Introduction – Last week you welcomed our family to Woodbury Community Church in such a special way. We felt so loved as you gave us a reception after church with all sorts of great food. You even served at least three different types of fruit juice. So, this morning, I thought I’d return the favor. I have with me a bunch of different types of fruit juice. Anybody thirsty? (I gave out bottles of apple, orange, grape and cranberry juice. After each bottle I asked what type of tree, bush or vine that the fruit juice came from. Then I gave out a bottle of fruit punch and asked what type of tree that came from. I then drew the parallel to the Fruit of the Spirit from Galatians 5:22-23. I told the congregation that God expects us to be like a fruit tree that bears nine different types of fruit, not just one. We don’t get to pick and choose. I can’t say that I want patience without love, etc. I originally saw this idea used by Leith Anderson, pastor of Wooddale Church, Eden Prairie, MN in a staff chapel devotional.)

The fruit of the Spirit, which I speak about, is a very familiar concept to followers of Jesus Christ. Many of you memorized the verses that talk about the fruit of the Spirit when you were a child. They are found in the New Testament book of Galatians. Turn in your Bibles with me to Galatians chapter 5, as we read verses 22 and 23.

“But the fruit of the Spirit is love, joy, peace, patience, kindness, goodness, faithfulness, gentleness and self-control. Against such things there is no law.”

» COLLECTED DATA
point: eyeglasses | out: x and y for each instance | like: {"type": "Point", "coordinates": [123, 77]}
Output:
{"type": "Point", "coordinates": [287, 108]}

» WORK TO BE COMPLETED
In the sermon introduction, what did the speaker ask about after handing out the bottle of fruit punch? You can leave the material aside; it plays no part here.

» SOLUTION FOR THIS PROBLEM
The speaker asked what type of tree the fruit punch came from.